» EXERCISE BRIEF:
Type out all the records word for word. Any pictures are to be left out.

» MATERIAL FOR THIS TASK:
******
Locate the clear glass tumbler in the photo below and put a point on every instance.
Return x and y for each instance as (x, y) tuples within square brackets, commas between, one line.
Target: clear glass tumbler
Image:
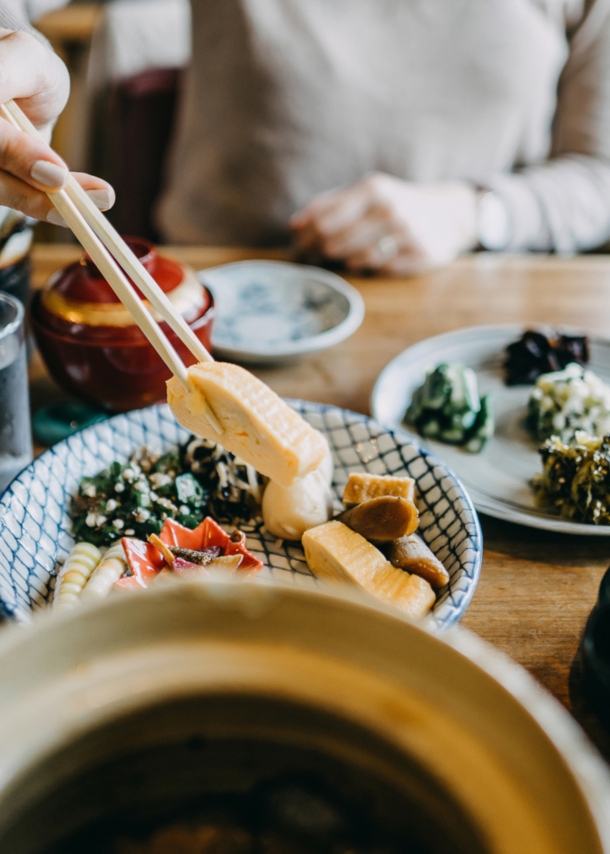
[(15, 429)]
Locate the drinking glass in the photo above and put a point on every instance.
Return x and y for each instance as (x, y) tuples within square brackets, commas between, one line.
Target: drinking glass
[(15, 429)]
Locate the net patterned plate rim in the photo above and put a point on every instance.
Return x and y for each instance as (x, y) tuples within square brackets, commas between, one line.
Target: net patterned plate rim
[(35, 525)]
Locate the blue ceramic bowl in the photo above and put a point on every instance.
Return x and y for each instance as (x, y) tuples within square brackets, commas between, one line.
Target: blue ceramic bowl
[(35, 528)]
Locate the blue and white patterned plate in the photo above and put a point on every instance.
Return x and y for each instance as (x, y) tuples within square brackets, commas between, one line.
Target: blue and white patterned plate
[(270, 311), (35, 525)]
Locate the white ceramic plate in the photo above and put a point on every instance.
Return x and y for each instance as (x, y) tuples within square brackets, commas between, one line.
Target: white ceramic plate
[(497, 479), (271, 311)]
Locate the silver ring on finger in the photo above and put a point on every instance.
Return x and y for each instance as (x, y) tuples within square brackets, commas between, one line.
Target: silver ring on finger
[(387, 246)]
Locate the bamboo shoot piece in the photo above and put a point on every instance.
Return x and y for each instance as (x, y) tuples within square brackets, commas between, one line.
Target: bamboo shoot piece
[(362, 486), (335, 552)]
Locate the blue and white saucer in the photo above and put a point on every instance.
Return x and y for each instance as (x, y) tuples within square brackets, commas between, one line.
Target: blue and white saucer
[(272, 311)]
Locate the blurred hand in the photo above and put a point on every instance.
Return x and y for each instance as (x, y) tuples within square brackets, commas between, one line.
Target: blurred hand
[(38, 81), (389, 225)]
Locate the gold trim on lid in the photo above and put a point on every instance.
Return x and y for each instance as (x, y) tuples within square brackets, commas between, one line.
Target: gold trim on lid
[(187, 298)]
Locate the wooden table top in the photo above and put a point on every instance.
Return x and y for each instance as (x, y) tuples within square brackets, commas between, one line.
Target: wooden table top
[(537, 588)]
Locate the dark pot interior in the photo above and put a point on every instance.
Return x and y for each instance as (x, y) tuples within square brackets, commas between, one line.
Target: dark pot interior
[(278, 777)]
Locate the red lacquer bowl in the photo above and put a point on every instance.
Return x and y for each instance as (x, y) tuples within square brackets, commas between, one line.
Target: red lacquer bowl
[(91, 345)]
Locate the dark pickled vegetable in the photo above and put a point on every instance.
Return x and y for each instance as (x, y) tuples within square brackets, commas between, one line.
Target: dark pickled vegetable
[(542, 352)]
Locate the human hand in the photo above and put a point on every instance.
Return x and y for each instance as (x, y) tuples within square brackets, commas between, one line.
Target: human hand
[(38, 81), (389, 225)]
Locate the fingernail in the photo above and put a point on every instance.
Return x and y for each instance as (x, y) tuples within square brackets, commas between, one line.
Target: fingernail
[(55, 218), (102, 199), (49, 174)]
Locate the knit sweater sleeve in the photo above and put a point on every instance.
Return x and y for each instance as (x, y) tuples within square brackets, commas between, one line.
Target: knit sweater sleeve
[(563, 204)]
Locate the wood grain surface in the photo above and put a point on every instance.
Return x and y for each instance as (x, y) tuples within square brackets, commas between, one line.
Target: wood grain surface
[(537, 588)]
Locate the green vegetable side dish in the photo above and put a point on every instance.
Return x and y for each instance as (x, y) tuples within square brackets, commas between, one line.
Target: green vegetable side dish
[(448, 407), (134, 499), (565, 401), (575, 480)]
******
» WRITTEN SOLUTION:
Locate the clear glass tumbler in the photo below and put a point on every instance.
Return x and y for each instance as (x, y) tuples within square brackets, commas between, one line.
Target: clear glass tumbler
Image:
[(15, 429)]
Locate the drinking glass in the photo above and put a point on every instance.
Return x and y for each instance as (x, y) tuples within square brackets, commas between, one line.
Target: drinking glass
[(15, 429)]
Locate the net patterned plate rim in the photo above and put a point on every instance.
Return x and y for each instance as (x, y) tuples within square brackets, commas between, one line.
Target: net patterned plate rim
[(35, 525)]
Locate the blue ceramic bowl in the photo above and put a point on every instance.
Return x and y for each instance as (x, y) tuples within square brackets, commas between, one line.
Target: blue ceramic bowl
[(35, 528)]
Locate the blue and white patterned plate in the photo above and put a point on every instance.
Return x and y for each instance as (x, y) tuples within square brackets, commas between, one line.
Target: blue and white patterned plate
[(270, 311), (35, 525)]
Locate the white ceramic plate in the photo above and put a point on every instance.
Return x and y for each instance as (x, y) tuples within square brackets, commas between, one line.
Target: white ceramic plate
[(497, 479), (271, 311)]
Locate the silver ring on finger in the photo above and put a point on every instance.
Return x and y for each instance as (x, y) tuples within square brackets, commas between, one line.
Target: silver ring on finger
[(387, 246)]
Locate the bamboo shoot piece in the photo above and put a point on every instance.
Return x and y for each instance as (x, y) tuples within square brackets, commas between, one line.
Target: bamboo shoot piece
[(362, 486), (335, 552)]
Locate the blue and white saucer in the photo above and put a point on every instance.
Return x and y for each instance as (x, y) tuples within square brackets, commas between, one line.
Target: blue and white saucer
[(272, 311)]
Locate the blurred hand in the photo above and put a point on every instance.
Return x and y for each instance as (x, y) tuples within square brackets, commas between, one line.
Target: blurred hand
[(38, 81), (389, 225)]
Locate the gold trim on lid in the photo above and put a point on every instance.
Return x and y for each instance as (x, y) tuples within square brackets, commas between, one line.
Target: gold trim on lid
[(187, 298)]
Locate the wooden table top in the photo above and put a point on every instance.
Return x and y for each instance as (x, y) tuples within square brackets, commas between, one line.
Target: wooden table top
[(537, 588)]
Locate the dark pot interior in the photo above and put a point on every instance.
Return x and y for each instance as (x, y) tuples within square brackets, commas between, one line.
Target: dark pot interior
[(278, 777)]
Locate the red lacquer bowl in the photo above and put a point on every instance.
Return x and y for each instance as (x, y) tuples within square brackets, commas between, one line.
Target: red lacquer bowl
[(91, 345)]
Locate the dark pickled vegetable in the photo above and put a point on every instance.
Return x and y for each instance as (x, y) tuples within square brackets, commas between, one line.
Target: dark pickled vegetable
[(542, 352)]
Locate the human hand in the photo above and put a point on every instance.
Return x and y for each instance as (x, y) tuples within square brackets, commas between, one line.
Target: human hand
[(38, 81), (389, 225)]
Locate the fingernail in the photo above and put a point on every instance.
Return x and y for each instance as (x, y) tuples within square brackets, commas between, one line.
Target: fingernail
[(55, 218), (102, 199), (49, 174)]
Locate the knit sweater sleeve in the photo above and put a point on every instance.
Return x and y for each instance as (x, y) tuples within square brackets, commas between, one line.
Target: knit sweater sleeve
[(563, 204)]
Locate the wood grain surface in the photo above and put a point on every instance.
Return x and y for each instance as (x, y) tuples within square brackets, commas between, one line.
Target: wood grain surface
[(537, 588)]
Locate the green vegetable side dish in the photo above and put a point on every instance.
Return x and y for each instance as (x, y) tuples within square brackets, commas between, one line.
Target: green vegetable side dish
[(448, 407), (134, 499), (565, 401), (575, 480)]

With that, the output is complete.